Prompt —
Nothing outside the stretch is wanted. Repeat exactly the lines of the listing below from the one that contains "Can you find the monk?" through the one that contains "Can you find the wooden beam?", both ends included.

Excerpted data —
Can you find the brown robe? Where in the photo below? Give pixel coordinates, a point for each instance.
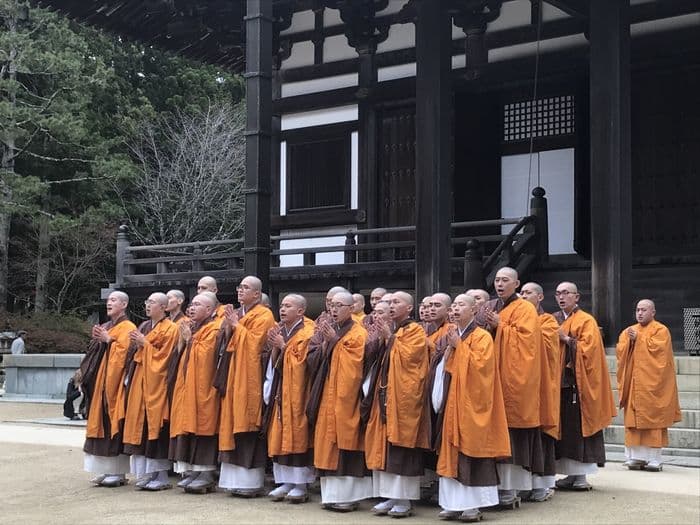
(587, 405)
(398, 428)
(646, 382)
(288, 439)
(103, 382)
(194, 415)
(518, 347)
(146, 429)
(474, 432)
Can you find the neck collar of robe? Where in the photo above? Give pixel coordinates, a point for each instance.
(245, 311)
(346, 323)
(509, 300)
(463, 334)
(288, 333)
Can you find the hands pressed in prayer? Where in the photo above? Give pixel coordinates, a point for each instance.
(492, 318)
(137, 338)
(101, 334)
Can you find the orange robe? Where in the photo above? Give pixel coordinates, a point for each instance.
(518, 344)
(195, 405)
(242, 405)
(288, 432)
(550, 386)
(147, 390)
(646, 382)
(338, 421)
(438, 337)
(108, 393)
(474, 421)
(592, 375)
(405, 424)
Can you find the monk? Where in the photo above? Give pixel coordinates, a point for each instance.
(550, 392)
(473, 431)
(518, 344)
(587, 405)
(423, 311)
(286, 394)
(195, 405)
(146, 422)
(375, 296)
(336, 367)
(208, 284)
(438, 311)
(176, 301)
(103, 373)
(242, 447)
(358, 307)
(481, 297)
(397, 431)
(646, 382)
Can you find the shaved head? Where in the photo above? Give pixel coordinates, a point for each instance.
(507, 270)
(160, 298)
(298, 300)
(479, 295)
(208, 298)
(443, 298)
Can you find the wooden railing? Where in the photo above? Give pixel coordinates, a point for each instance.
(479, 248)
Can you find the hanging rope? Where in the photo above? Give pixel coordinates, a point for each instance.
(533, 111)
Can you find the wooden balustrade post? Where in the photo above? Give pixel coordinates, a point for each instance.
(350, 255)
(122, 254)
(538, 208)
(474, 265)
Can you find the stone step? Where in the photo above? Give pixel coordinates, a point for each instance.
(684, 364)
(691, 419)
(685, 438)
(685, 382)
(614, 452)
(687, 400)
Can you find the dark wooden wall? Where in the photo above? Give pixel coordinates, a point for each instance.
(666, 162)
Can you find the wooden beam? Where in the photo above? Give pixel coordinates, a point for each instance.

---

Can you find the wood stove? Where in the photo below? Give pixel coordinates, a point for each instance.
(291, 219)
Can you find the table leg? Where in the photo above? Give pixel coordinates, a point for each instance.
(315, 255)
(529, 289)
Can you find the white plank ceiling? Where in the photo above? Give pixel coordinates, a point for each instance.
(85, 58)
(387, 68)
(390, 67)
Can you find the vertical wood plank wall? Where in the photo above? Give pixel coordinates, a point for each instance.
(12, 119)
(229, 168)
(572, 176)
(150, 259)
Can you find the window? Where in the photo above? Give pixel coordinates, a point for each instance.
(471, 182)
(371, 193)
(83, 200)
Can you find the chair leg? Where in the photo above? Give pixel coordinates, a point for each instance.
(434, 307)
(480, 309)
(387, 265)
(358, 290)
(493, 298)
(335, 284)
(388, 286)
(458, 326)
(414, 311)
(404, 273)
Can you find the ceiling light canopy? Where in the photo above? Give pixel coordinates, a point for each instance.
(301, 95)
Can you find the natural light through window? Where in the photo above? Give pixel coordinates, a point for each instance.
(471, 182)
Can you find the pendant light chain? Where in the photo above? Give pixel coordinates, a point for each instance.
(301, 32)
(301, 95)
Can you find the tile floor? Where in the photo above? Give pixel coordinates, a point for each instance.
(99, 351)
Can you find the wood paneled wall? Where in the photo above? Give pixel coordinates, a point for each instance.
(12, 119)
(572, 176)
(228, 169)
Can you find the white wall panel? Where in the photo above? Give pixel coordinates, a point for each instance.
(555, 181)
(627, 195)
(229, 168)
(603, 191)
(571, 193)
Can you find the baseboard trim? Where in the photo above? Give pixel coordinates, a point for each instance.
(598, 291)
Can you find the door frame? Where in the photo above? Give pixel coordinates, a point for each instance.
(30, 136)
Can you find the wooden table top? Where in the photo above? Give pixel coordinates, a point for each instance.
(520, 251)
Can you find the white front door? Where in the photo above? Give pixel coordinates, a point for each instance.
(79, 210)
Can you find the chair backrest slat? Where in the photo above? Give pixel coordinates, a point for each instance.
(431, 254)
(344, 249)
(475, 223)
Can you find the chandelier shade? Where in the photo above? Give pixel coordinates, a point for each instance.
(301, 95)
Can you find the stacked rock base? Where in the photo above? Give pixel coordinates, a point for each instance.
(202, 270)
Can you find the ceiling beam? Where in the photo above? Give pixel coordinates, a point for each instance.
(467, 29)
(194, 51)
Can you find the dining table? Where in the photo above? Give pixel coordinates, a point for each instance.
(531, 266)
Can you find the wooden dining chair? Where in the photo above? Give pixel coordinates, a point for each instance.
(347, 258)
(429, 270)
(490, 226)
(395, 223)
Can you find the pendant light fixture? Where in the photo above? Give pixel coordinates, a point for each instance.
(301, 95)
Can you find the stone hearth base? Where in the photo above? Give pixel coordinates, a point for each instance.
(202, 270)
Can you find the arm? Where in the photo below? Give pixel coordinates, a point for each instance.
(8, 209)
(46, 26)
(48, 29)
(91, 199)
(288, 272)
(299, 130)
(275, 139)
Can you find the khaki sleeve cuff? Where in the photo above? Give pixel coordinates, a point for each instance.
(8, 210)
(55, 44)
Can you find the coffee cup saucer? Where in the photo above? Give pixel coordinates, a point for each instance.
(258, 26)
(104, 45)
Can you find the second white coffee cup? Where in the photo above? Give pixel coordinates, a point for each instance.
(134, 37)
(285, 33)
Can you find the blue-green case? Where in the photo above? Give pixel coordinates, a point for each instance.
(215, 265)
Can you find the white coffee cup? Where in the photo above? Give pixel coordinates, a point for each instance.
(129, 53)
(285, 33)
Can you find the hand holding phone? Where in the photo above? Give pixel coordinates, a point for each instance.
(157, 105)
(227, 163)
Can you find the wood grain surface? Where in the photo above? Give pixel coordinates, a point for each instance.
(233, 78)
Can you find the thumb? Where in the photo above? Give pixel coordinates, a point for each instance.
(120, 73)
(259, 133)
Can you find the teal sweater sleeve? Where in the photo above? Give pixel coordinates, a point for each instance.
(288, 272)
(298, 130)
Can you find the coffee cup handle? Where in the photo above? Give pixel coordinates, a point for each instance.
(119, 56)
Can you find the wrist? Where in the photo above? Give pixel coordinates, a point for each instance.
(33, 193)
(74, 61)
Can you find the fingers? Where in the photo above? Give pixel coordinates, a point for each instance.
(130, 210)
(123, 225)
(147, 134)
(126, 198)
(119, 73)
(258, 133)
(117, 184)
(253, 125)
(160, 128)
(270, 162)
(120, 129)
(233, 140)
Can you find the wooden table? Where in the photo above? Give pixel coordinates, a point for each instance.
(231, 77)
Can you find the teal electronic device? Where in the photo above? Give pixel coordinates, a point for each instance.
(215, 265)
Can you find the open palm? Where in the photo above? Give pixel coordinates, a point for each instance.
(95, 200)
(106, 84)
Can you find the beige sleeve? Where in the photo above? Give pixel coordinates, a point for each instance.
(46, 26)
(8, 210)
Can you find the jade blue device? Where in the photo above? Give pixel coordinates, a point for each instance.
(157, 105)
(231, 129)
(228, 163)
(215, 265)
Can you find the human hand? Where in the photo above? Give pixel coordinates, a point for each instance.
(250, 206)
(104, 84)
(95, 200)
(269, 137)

Answer to the problem —
Can you find the monk? Where in the photo above? Give pixel coordinates, a point for each instance.
(550, 392)
(473, 431)
(518, 344)
(587, 405)
(423, 311)
(286, 394)
(195, 405)
(146, 422)
(375, 296)
(336, 367)
(208, 284)
(438, 311)
(176, 301)
(103, 373)
(242, 447)
(358, 307)
(481, 297)
(397, 431)
(646, 382)
Can you find the shaved head? Where in the photo above? Give pixel coordinates, a point for each instance.
(507, 270)
(160, 298)
(298, 300)
(479, 295)
(208, 298)
(443, 298)
Can you find the wooden railing? Where in the photo above? Give pixel coordinates, a point for each instance.
(479, 248)
Can you find the hanging rope? Where in the photo above? Give pixel coordinates, a point for each instance.
(533, 111)
Can you find the wooden balustrade post? Where in the photo above? Give pixel coordinates, a point for each instance.
(350, 255)
(122, 254)
(538, 208)
(474, 265)
Can you find the stone step? Where in the photo above? Give pixel coordinates, a point for each instance.
(684, 364)
(691, 419)
(685, 438)
(685, 382)
(614, 452)
(687, 400)
Can you find the dark wooden wall? Where in the photo above? Give pixel coordinates, a point for each instance.
(666, 162)
Can you find the wooden beam? Where in the photo above? Give pixel coordinates, a point for each instance.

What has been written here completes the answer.